> **PROBLEM DETAILS**
Your answer must consist of the records exactly as given, with no pictures included.

<<<<

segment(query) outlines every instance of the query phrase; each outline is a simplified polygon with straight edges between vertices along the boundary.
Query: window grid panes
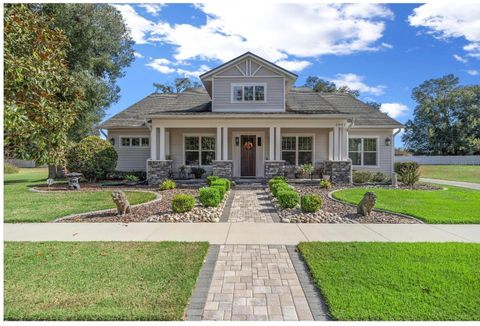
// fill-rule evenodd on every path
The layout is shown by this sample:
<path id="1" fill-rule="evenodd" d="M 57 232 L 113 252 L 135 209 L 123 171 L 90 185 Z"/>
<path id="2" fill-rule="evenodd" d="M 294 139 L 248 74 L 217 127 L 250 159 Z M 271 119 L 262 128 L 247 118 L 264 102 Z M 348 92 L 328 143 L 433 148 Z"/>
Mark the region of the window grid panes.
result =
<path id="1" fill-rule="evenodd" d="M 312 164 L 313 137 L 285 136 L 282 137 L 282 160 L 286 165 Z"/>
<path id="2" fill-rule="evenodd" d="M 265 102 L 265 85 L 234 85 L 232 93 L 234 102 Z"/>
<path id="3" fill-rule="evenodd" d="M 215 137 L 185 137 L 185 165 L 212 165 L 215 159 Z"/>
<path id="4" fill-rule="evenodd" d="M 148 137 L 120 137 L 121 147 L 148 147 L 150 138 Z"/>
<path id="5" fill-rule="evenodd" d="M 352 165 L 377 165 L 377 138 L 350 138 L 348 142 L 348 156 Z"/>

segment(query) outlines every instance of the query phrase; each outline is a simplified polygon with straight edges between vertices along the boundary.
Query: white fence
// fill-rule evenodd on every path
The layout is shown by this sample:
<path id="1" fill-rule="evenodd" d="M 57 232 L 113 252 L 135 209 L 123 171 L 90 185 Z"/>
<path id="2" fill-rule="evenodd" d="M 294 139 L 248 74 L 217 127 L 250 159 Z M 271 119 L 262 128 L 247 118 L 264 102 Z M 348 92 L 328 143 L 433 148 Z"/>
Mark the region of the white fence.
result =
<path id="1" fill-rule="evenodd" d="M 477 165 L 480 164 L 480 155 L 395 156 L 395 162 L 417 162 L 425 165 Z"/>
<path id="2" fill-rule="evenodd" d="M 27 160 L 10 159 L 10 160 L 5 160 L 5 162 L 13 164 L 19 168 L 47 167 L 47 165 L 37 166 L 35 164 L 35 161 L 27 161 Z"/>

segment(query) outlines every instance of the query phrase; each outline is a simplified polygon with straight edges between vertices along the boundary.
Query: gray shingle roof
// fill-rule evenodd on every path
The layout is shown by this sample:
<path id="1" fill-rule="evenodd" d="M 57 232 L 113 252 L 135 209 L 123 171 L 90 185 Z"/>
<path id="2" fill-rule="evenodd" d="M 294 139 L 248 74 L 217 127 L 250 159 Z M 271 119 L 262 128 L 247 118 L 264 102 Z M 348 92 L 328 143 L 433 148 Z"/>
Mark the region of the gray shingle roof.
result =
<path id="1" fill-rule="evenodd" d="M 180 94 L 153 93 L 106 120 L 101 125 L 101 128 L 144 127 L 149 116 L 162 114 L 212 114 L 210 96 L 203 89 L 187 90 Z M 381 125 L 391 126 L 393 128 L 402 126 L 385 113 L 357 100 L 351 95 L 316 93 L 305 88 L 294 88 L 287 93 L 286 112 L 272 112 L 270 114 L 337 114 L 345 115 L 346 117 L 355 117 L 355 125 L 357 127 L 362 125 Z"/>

>>>>

> **SOLUTION TO THE EXERCISE**
segment(query) outlines every instance of the query phrase; each outline is a simplified polygon with straight edges between vertices along the boundary.
Query: window grid panes
// fill-rule evenodd on every path
The layout is shown by this sample:
<path id="1" fill-rule="evenodd" d="M 57 232 L 113 252 L 135 209 L 123 171 L 90 185 Z"/>
<path id="2" fill-rule="evenodd" d="M 294 139 L 248 74 L 217 127 L 250 159 Z M 271 119 L 262 128 L 247 118 L 264 102 Z M 348 92 L 328 143 L 433 148 Z"/>
Mark the region of the window grid panes.
result =
<path id="1" fill-rule="evenodd" d="M 312 164 L 313 137 L 285 136 L 282 137 L 282 160 L 286 165 Z"/>
<path id="2" fill-rule="evenodd" d="M 265 102 L 265 85 L 234 85 L 232 93 L 234 102 Z"/>
<path id="3" fill-rule="evenodd" d="M 215 137 L 185 137 L 185 165 L 212 165 L 215 159 Z"/>
<path id="4" fill-rule="evenodd" d="M 148 137 L 120 137 L 121 147 L 148 147 L 150 138 Z"/>
<path id="5" fill-rule="evenodd" d="M 352 165 L 377 165 L 377 138 L 350 138 L 348 142 L 348 156 Z"/>

segment(query) outlines every instance of the query phrase; each outline is a simplified polygon with straight edges between vertices along the boundary.
Query: white fence
// fill-rule evenodd on every path
The layout is shown by this sample:
<path id="1" fill-rule="evenodd" d="M 57 232 L 113 252 L 135 209 L 123 171 L 90 185 Z"/>
<path id="2" fill-rule="evenodd" d="M 294 139 L 248 74 L 217 127 L 250 159 Z M 271 119 L 262 128 L 247 118 L 264 102 Z M 348 92 L 328 143 L 433 148 Z"/>
Mark the region of the white fence.
result =
<path id="1" fill-rule="evenodd" d="M 477 165 L 480 164 L 480 155 L 395 156 L 395 162 L 417 162 L 425 165 Z"/>
<path id="2" fill-rule="evenodd" d="M 27 160 L 10 159 L 10 160 L 5 160 L 5 162 L 13 164 L 19 168 L 47 167 L 47 165 L 37 166 L 35 164 L 35 161 L 27 161 Z"/>

segment(query) outlines every instance of the query phrase; each outline is a simplified polygon with straight edges between vertices along the boundary.
Query: gray shingle roof
// fill-rule evenodd on every path
The layout is shown by this sample:
<path id="1" fill-rule="evenodd" d="M 57 232 L 113 252 L 135 209 L 123 171 L 90 185 Z"/>
<path id="2" fill-rule="evenodd" d="M 294 139 L 248 74 L 217 127 L 250 159 Z M 271 119 L 262 128 L 247 118 L 264 102 Z M 348 92 L 328 143 L 433 148 Z"/>
Mark the region of the gray shingle roof.
result =
<path id="1" fill-rule="evenodd" d="M 180 94 L 153 93 L 106 120 L 101 125 L 101 128 L 144 127 L 149 116 L 162 114 L 212 114 L 210 96 L 203 89 L 187 90 Z M 381 125 L 391 126 L 393 128 L 402 126 L 385 113 L 357 100 L 351 95 L 316 93 L 305 88 L 294 88 L 287 93 L 286 112 L 272 112 L 270 114 L 337 114 L 345 115 L 346 117 L 355 117 L 355 125 L 357 127 L 362 125 Z"/>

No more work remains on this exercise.